Exercise objective
Please repeat the lines from the line with "the dark window" to the line with "x=376, y=271", changing "crumpled" to "wrinkled" and keeping everything else the same.

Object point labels
--- START ---

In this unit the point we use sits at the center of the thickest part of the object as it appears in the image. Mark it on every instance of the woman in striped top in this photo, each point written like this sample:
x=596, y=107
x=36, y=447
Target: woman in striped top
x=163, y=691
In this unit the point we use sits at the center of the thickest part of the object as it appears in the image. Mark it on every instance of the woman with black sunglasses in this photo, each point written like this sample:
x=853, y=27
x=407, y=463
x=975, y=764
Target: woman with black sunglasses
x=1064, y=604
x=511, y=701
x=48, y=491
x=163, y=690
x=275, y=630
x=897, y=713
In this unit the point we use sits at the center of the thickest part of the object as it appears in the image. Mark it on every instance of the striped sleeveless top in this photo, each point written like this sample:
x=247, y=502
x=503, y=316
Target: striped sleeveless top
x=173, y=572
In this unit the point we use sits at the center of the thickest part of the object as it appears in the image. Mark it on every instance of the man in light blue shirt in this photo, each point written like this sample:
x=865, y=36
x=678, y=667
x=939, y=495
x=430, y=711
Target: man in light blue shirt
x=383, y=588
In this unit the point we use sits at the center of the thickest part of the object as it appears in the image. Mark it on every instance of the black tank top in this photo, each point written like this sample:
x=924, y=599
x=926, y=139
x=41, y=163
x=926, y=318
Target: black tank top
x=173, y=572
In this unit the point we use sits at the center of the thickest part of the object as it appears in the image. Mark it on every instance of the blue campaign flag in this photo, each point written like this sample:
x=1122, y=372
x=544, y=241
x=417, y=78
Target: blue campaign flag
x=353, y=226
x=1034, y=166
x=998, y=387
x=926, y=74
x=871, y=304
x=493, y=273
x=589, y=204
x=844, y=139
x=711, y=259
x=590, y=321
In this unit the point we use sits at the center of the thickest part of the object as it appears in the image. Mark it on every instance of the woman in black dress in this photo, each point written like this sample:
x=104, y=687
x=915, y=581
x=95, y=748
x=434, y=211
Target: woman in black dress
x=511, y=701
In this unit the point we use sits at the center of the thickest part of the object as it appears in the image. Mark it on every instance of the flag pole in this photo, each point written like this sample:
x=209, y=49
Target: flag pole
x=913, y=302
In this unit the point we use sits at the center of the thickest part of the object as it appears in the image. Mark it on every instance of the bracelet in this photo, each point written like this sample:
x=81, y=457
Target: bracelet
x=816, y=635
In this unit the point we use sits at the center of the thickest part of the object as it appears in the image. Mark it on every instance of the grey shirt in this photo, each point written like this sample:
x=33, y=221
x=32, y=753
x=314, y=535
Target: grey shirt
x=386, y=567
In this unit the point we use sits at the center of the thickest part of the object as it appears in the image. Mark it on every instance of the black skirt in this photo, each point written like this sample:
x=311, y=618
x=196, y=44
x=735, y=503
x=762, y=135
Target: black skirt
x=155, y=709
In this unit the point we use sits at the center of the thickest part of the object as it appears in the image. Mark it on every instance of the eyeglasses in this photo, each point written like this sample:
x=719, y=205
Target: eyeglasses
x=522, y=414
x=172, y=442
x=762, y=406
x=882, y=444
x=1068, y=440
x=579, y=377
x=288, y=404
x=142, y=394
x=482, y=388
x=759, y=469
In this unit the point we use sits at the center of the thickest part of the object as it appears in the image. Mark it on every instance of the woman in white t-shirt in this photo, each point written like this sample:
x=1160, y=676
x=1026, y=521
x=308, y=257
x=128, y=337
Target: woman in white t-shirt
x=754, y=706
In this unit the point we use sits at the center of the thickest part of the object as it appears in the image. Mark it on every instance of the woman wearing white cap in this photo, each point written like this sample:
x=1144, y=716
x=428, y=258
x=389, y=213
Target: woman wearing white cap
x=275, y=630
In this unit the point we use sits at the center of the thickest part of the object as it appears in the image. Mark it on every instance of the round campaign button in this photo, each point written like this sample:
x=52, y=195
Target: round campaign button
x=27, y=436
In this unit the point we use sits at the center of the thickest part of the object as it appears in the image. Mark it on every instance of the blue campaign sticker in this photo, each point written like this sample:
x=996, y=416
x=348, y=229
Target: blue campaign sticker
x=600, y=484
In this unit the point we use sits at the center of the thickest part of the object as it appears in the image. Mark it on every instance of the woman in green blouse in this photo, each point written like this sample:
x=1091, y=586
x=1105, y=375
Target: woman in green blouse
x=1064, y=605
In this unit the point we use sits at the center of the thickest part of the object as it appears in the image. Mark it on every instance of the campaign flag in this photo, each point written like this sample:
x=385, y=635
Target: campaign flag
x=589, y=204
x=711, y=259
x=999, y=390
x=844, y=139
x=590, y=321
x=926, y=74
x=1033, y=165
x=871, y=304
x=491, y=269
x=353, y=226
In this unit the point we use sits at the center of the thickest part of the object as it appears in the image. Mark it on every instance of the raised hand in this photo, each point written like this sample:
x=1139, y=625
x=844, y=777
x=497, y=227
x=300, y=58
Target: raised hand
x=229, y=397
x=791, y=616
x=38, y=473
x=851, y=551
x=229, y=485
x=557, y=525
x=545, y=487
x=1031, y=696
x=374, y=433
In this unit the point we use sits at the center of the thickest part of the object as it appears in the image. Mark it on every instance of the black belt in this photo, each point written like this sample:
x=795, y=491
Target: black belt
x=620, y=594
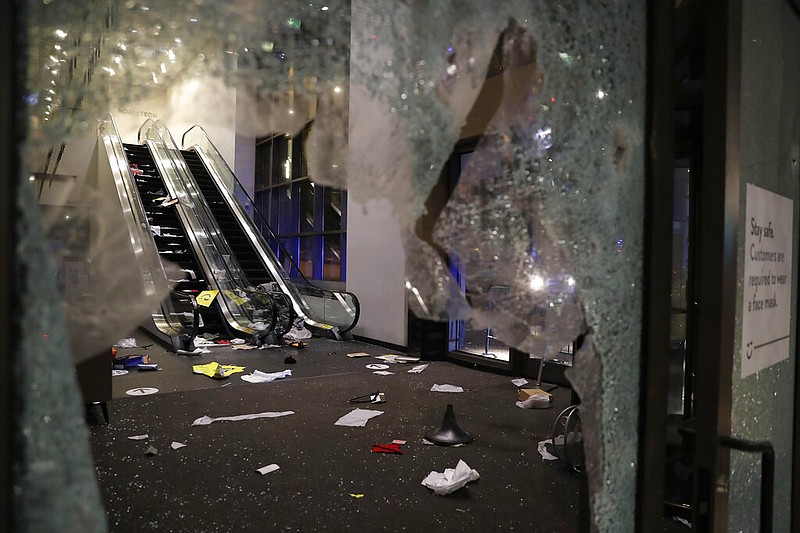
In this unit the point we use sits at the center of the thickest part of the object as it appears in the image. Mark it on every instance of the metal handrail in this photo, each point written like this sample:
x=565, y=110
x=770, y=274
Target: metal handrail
x=296, y=289
x=767, y=452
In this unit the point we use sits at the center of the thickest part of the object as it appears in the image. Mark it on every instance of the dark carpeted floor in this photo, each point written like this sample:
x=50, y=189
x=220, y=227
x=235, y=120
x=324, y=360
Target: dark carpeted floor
x=211, y=484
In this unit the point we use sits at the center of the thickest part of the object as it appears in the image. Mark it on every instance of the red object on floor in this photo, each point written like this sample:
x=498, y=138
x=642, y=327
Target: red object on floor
x=387, y=448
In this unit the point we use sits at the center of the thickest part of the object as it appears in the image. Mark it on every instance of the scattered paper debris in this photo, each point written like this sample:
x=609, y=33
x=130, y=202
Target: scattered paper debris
x=141, y=391
x=542, y=447
x=534, y=399
x=387, y=448
x=451, y=479
x=216, y=370
x=394, y=358
x=264, y=377
x=126, y=343
x=196, y=351
x=357, y=417
x=446, y=388
x=206, y=420
x=267, y=469
x=534, y=403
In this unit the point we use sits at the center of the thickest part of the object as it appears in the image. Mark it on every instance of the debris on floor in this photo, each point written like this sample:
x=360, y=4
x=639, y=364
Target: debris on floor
x=446, y=388
x=373, y=397
x=267, y=469
x=207, y=420
x=264, y=377
x=196, y=351
x=126, y=343
x=387, y=448
x=141, y=391
x=298, y=331
x=534, y=399
x=543, y=446
x=216, y=370
x=451, y=479
x=394, y=358
x=418, y=368
x=123, y=362
x=357, y=417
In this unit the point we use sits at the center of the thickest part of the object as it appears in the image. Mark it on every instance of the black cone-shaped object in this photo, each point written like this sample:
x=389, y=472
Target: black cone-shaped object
x=448, y=433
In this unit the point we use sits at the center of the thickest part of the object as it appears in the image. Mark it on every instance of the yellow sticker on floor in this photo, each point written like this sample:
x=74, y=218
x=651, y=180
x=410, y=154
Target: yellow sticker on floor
x=206, y=297
x=234, y=298
x=216, y=370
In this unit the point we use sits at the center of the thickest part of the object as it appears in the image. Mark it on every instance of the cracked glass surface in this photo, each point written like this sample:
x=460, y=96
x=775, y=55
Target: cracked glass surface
x=550, y=204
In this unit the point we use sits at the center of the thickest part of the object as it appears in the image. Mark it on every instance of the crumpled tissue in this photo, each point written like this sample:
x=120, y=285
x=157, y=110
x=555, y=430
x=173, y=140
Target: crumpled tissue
x=207, y=420
x=451, y=479
x=265, y=377
x=357, y=417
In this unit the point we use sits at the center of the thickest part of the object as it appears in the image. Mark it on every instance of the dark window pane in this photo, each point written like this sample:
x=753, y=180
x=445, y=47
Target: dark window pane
x=333, y=209
x=306, y=206
x=287, y=221
x=306, y=261
x=332, y=269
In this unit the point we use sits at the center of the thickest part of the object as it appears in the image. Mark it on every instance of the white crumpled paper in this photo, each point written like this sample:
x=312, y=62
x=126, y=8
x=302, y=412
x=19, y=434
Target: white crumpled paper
x=357, y=417
x=206, y=420
x=536, y=401
x=265, y=377
x=451, y=479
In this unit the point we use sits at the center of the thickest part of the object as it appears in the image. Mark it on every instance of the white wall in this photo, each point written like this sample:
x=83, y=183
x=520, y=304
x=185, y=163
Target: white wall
x=376, y=271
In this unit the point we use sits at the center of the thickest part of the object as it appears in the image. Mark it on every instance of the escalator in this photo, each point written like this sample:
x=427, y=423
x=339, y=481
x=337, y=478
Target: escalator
x=171, y=240
x=232, y=231
x=323, y=309
x=188, y=273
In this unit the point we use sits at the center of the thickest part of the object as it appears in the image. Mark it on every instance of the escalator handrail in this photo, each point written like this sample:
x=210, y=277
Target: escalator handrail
x=276, y=269
x=198, y=227
x=154, y=274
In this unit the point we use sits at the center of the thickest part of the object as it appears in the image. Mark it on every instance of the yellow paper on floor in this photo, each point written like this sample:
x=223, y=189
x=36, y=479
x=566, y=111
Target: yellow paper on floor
x=206, y=297
x=216, y=370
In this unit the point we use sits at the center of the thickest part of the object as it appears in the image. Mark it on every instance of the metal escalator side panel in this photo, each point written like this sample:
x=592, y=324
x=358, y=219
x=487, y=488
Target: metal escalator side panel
x=322, y=308
x=154, y=278
x=200, y=228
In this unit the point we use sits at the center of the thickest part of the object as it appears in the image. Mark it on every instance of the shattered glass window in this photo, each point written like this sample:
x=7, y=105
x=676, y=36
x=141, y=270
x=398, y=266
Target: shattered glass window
x=550, y=203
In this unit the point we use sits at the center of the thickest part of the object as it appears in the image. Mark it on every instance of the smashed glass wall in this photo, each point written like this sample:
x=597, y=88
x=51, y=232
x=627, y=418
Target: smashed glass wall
x=763, y=401
x=550, y=204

--- END ---

Output for this task
In this unit the point we use sits at the center of the thickest part of the object as it appears in the image. Mark it on every instance of the dark window pane in this photo, each point written like this sample:
x=753, y=180
x=445, y=47
Target: dark window pane
x=333, y=209
x=306, y=206
x=287, y=221
x=306, y=261
x=332, y=269
In this unit the point we use sits at the center of the thickest part of the object as it appears in the image. Mark it on every instance of the white wrinkled paper in this photo, each point written like this sample:
x=312, y=62
x=126, y=8
x=302, y=412
x=19, y=434
Target: white wrinkled paper
x=357, y=417
x=206, y=420
x=536, y=401
x=265, y=377
x=451, y=479
In this unit the point we use sits at the center of the thickest part of the object as it appears in the image. Mark it on every instance of the white wall in this photo, each point written like this sample:
x=83, y=183
x=520, y=304
x=185, y=163
Target: white wall
x=376, y=271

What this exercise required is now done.